Text →

RAMSI gave Solomon Islands a second chance to re-invent itself when the intervention force landed on our shores almost six years ago. Concerned neighboring states--Australia, New Zealand, Fiji, Vanuatu, etc.--refused to allow a young sister state to fail. These nations poured in resources, personnel and finance to rescue us, to give the Solomons time and opportunity to once more get on its feet. We were given a second chance!
 
Again last week the nation was once more blessed. Cuba, a medium sized island nation on the other side of the world, gifted us with 10 trained doctors with the promise of 40 more young doctors. During the next few years these young medics will be working among our people. And to top this generous gift, more than 65 of our own young citizens are already in medical training in Cuba. So within a span of 5 years, Solomon Islands will be boasting of having dozens and dozens of its own people trained as doctors.
 
The RAMSI experiment guaranteed our people breathing space, to get our act together, to peacefully review what went wrong with us as a nation and to assist us in re-building our shattered institutions. Cuba's 50 trained medical doctors gift travels the same road.
 
Our tiny population of 1/2 a million people are scattered over a million and a half kilometers of ocean and located on thousands of islands, both large and small. The 5,000+ village and hamlets sends an even clearer picture . . . our people do not like to heap up in one central place, no matter how well serviced. And this same condition will continue through much of this new century.

What you need to do →
• 1. According to the passage on Solomon Islands, how many of the country's young citizens are already in medical training in Cuba?
• 2. Resume the passage on Solomon Islands, picking up right after its last sentence.
The records below are separate material, apart from the passage on Solomon Islands.

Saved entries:
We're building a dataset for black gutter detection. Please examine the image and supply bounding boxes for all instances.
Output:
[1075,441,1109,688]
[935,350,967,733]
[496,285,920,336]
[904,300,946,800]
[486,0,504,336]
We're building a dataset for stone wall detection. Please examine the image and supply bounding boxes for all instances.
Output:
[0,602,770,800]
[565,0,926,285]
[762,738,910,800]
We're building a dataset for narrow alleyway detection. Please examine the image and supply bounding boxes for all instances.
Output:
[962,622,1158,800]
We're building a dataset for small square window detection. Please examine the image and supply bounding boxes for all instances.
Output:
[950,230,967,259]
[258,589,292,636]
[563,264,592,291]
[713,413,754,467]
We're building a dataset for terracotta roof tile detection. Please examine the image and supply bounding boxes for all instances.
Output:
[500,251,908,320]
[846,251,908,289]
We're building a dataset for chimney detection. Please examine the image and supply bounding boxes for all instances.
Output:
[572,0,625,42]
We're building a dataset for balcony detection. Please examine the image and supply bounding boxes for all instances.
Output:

Exercise responses →
• 1. More than 65.

• 2.
The 1976 Census, for instance, found that 12% of our people did heap up in Honiara, the provincial capitals and a few other places. However, it was predicted at the time that by the end of the 20th century more than 3 out of 10 of our people would have moved to a few cities and towns across the nation. After all many other nations were following this pattern exactly. Yet, our 1999 Census said something else. During a 33 year period--1976-1999--some of our people did travel to the country's city and towns but their number remained quite modest. Only 16% of people had begun to root in town while more than 8 out of 10 (84%) people stayed in their beloved villages in spite of not being particularly well served nor rarely recognized as the nation's true owners.
 
This state of affairs became most evident went medical attention was considered. We were told that the nation's few doctors could only be effectively used if they practiced their skills in a major referral hospital and provincial hospitals. There was truth to this statement. Doctors, to be effective, need back up equipment--x ray machines, scanners, etc.--and professional testing of blood to confirm their medical diagnosis. 
 
Although preventative medicine was always in the back of the minds of our medical people, it soon became evident that what was indeed practiced was curative medicine. Even with the creation of dozens and dozens of clinics, staffed by trained nurses, the Ministry of Health's accent from the very beginning has been to curing sick patients not to prevent sickness and keeping diseases away from people. There was too few medical staff available to effectively follow a preventative medical approach.  
 
So the medical department slipped into its present role of curing disease rather than preventing it in the first place. Is it possible for these 50 new Cuban doctors to begin to change this emphasis to respond to the medical needs of our people where they actually live rather than forcing thousands of them to expend large amounts of money, time and effort traveling to Honiara's centralized medical system?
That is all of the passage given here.